**Document segment:**

════

Under Texas Civil Practice & Remedies Code § 16.003, a person injured by another driver’s negligence generally has two years from the date of the crash to file a personal injury lawsuit. Property-damage claims are subject to the same two-year window. Wrongful death claims also carry a two-year limit, measured from the date of death.
If you do not file suit within that two-year period, the court will almost certainly dismiss the case, no matter how strong your facts are. Insurance carriers know this, which is why settlement leverage drops sharply once the deadline is close.
Are There Exceptions That Change the Deadline?
Texas law recognizes a handful of situations that can shift the timeline in either direction. The most common include:
- Minors. For an injured child, the two-year clock generally does not begin to run until the child turns 18, although parents typically still need to act sooner to preserve evidence.
- Legal incapacity. A person who is of unsound mind or otherwise legally incapacitated may have the deadline tolled (paused) until the disability is removed.
- Discovery rule cases. In rare situations where an injury could not reasonably have been discovered right away, the clock may not start until the injury is known.
- Government claims. Crashes involving city, county, or state vehicles often trigger Texas Tort Claims Act notice requirements, sometimes within as little as six months, far shorter than the standard two years.
- Out-of-state defendants. If the at-fault driver leaves Texas, the limitations period may be tolled while they are outside the state.
These exceptions are narrow, fact-specific, and constantly fought over by defense lawyers. None of them are safe to assume. The right approach is to plan around the two-year rule and treat any extension as a bonus, not a backup plan.
Why Does Waiting Hurt Even If You Are Within the Deadline?
Filing on the last day of year two is legal. It is also a terrible way to win a case. It’s important to know what to prioritize after an accident, as long delays cause real damage to a claim, such as:
- Surveillance video, traffic-camera footage, and dashcam clips are routinely overwritten in 30 to 90 days
- Vehicle Event Data Recorder data can be lost when the car is repaired, totaled, or sold
- Witness memories fade, and witnesses change phone numbers, jobs, and addresses
- Medical records develop gaps if treatment is inconsistent, giving insurers room to argue your injuries are unrelated
- Insurance adjusters use silence as leverage; the longer you wait, the lower the offer
The pattern is the same in almost every case: the strongest claim is the one built early.

════

Point-per-instance localization records:

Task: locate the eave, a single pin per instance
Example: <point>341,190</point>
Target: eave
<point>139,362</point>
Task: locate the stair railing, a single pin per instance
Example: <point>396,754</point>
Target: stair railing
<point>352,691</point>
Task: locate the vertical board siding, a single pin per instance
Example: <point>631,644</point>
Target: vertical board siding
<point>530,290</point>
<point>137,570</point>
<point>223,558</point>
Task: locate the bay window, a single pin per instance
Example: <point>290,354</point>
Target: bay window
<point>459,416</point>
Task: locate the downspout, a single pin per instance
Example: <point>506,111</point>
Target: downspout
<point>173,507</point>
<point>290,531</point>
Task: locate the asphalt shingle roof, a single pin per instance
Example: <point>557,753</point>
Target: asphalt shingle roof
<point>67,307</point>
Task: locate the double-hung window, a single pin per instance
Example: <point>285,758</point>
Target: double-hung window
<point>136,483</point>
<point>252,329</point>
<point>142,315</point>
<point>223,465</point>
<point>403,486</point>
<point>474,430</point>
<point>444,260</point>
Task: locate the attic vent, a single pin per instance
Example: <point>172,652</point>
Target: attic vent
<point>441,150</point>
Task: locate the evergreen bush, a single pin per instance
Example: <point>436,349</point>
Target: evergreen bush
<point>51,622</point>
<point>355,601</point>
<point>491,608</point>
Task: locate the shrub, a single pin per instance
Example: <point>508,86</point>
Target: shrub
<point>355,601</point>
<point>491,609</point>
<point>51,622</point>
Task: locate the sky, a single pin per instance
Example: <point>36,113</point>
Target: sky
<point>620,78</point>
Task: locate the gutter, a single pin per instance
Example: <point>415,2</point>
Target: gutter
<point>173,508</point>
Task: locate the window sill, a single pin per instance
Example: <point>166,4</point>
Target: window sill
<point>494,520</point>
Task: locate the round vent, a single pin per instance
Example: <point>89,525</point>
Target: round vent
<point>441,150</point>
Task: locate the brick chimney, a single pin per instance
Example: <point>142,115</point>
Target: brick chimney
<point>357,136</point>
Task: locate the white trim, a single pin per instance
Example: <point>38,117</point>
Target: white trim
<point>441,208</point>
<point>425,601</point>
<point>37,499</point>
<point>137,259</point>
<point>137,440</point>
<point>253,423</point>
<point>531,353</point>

════

**Work request 1:** According to the text on Texas accident-claim deadlines, why should a person plan around the two-year rule instead of counting on an exception?
**Work request 2:** Rewrite the text on Texas accident-claim deadlines from "- Discovery rule" to "injury is known.", replacing "rare" with "uncommon".
**Work request 3:** In the text on Texas accident-claim deadlines, which statute sets the general two-year limit for filing a personal injury lawsuit after a crash?

**Final answer 1:** The exceptions are narrow, fact-specific, and constantly fought over by defense lawyers, so none of them are safe to assume. Any extension should be treated as a bonus, not a backup plan.

**Final answer 2:**
- Discovery rule cases. In uncommon situations where an injury could not reasonably have been discovered right away, the clock may not start until the injury is known.

**Final answer 3:** Texas Civil Practice & Remedies Code § 16.003.